▶ _The problem_:
Continue the essay on the painter Paula D. Lucas below, beginning after its final sentence.

▶ _Supplied text_:
_____
Paula D. Lucas is a figurative artist whose work invites stillness. Her paintings do not shout. They rest. They wait. And then they open something deeper. Born and educated in Pennsylvania, Lucas studied painting at the Carnegie Institute, design and drawing at Carnegie Mellon University, and later completed her BA at Indiana University of Pennsylvania and her MFA at Penn State. Her foundation is rigorous and grounded in tradition, but her work stretches past academia into something quietly observant—watchful, almost prayerful.
Lucas taught for years, most recently as an adjunct professor at Franciscan University of Steubenville. Her teaching covered painting, drawing, design, and art history—both at the university level and in Pittsburgh-area public schools and diocesan programs. Education seems to have been as much a part of her vocation as painting. Her work has been exhibited in galleries throughout the Pittsburgh region, where she remains a quiet presence in the figurative art scene.
At the core of Lucas’s practice is an enduring interest in individuals and their relationships. Not in the grand gestures or obvious stories, but in what rests just beneath the surface—body language, unspoken thoughts, inner states. Her art explores how a pose or a glance can carry emotional weight. She’s interested in the unsaid, the immaterial, the spiritual current beneath the visible.
Her painting titled “Runner” is a clear example.
A boy, resting in a field after exertion. His limbs slack but composed. One knee drawn in, arms loosely draped. He’s not dramatic, not exhausted, but caught in a moment of inner pause. His gaze is downturned, his expression hard to pin—thoughtful, maybe puzzled. There’s a heaviness in the scene, but not from sadness. It’s the weight of contemplation.
Lucas writes that her goal is to “invite the viewer to celebrate the gifts of the good, the true and the beautiful.” This isn’t rhetoric. Her approach is grounded in a direct method of paint application, and a technique she describes as “a type of baroque tenebrism”—a dramatic use of light and shadow that harkens back to Caravaggio and Rembrandt. In Runner, light grazes the boy’s limbs, shirt, and face. The background—dark, almost stormlike—makes that light feel earned. It doesn’t just illuminate form, it gives it spiritual dimension.
Lucas uses the figure to say what words can’t. In this painting, the boy’s stillness is as loud as any motion. The light on his body seems to suggest more than just a physical rest. It could be the moment right before clarity. Or uncertainty. Or grace. You’re not told what he’s thinking. You’re only shown what his body reveals—that maybe he doesn’t know either.
_____
▶ _Source data_:
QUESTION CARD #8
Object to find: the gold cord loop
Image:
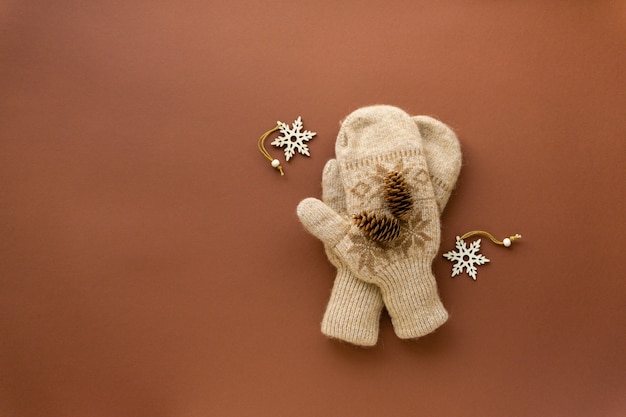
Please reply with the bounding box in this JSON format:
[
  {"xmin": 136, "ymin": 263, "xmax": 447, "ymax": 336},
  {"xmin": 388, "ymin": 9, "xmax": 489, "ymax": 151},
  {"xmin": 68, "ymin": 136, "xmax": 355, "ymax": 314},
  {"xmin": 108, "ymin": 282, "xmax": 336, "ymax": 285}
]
[
  {"xmin": 257, "ymin": 125, "xmax": 285, "ymax": 175},
  {"xmin": 461, "ymin": 230, "xmax": 522, "ymax": 248}
]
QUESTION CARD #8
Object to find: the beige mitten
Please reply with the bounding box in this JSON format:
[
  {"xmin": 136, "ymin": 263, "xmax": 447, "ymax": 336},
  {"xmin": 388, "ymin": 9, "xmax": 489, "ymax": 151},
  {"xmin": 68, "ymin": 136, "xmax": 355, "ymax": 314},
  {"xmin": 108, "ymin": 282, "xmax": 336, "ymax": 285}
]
[
  {"xmin": 298, "ymin": 106, "xmax": 447, "ymax": 338},
  {"xmin": 321, "ymin": 116, "xmax": 461, "ymax": 346}
]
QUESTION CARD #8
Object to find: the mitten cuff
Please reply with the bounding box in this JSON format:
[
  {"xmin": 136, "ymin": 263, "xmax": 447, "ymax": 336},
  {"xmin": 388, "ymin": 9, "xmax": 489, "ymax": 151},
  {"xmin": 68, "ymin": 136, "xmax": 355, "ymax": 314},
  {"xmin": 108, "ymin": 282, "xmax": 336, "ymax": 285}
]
[
  {"xmin": 322, "ymin": 267, "xmax": 383, "ymax": 346},
  {"xmin": 381, "ymin": 261, "xmax": 448, "ymax": 339}
]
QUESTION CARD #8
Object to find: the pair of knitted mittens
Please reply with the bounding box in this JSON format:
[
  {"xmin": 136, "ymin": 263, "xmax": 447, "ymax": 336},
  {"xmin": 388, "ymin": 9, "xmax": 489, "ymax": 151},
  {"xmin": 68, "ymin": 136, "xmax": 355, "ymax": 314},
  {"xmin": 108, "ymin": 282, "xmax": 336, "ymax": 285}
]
[{"xmin": 297, "ymin": 106, "xmax": 461, "ymax": 346}]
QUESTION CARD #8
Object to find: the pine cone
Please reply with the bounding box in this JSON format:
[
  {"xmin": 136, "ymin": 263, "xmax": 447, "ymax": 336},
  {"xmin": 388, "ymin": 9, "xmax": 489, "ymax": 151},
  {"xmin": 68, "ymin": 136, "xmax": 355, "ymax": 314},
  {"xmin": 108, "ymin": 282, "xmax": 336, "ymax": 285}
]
[
  {"xmin": 352, "ymin": 210, "xmax": 400, "ymax": 242},
  {"xmin": 385, "ymin": 171, "xmax": 413, "ymax": 219}
]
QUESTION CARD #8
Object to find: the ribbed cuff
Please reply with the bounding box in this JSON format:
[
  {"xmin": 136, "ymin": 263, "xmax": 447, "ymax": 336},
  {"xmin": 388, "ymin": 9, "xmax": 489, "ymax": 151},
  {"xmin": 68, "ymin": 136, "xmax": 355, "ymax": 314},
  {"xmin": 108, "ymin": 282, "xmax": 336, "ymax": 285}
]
[
  {"xmin": 381, "ymin": 261, "xmax": 448, "ymax": 339},
  {"xmin": 322, "ymin": 267, "xmax": 383, "ymax": 346}
]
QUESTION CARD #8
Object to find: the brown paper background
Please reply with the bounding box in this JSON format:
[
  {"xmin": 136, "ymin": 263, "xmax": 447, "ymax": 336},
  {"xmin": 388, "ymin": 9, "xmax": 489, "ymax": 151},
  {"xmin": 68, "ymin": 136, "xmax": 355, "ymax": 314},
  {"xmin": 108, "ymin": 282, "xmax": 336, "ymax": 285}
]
[{"xmin": 0, "ymin": 0, "xmax": 626, "ymax": 417}]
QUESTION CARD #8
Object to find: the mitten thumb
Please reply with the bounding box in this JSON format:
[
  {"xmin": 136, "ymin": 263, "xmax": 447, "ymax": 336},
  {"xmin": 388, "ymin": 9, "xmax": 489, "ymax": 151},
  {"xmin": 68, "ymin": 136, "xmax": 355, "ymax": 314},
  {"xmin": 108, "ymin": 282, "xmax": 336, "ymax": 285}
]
[{"xmin": 297, "ymin": 198, "xmax": 350, "ymax": 247}]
_____
▶ _Task response_:
This is part of what makes Lucas’s work so compelling. She doesn’t use the figure to push an agenda. She uses it to reflect the complexity of inner life. The figure in Runner is young, but not carefree. His socks are bunched. His shoes are worn. His body language is unguarded, but inward. Lucas captures a moment that doesn’t demand attention—it invites it.
There’s nothing trendy here. No splashy palette. No over-rendered polish. The brushwork is firm but not stiff. The textures are soft, but never vague. The grass, the shirt, the shadows—they all feel lived in. Lucas doesn’t flatten life into symbols. She lets it sit. She honors it with time and restraint.
While her work is figurative, it’s not tied to realism in a strict sense. There’s room for ambiguity, atmosphere, even abstraction in how she handles her backgrounds and transitions. But the anchor is always human. Always the person in the frame—and what might be stirring inside them.
This commitment to human inwardness runs through all of Lucas’s work. Whether she’s painting children, adults, or relationships in flux, her aim is to find meaning in the quiet moments. Not the climaxes, but the pauses. The gaps. The space between things.
There’s a humility to that approach. And it’s rare.
Paula D. Lucas’s paintings aren’t loud or immediate. They don’t chase trends or seek to provoke. They sit with you. And if you’re patient, they begin to unfold—slowly, quietly, and with depth.
That’s her strength. She pays attention. And she paints in a way that asks us to do the same.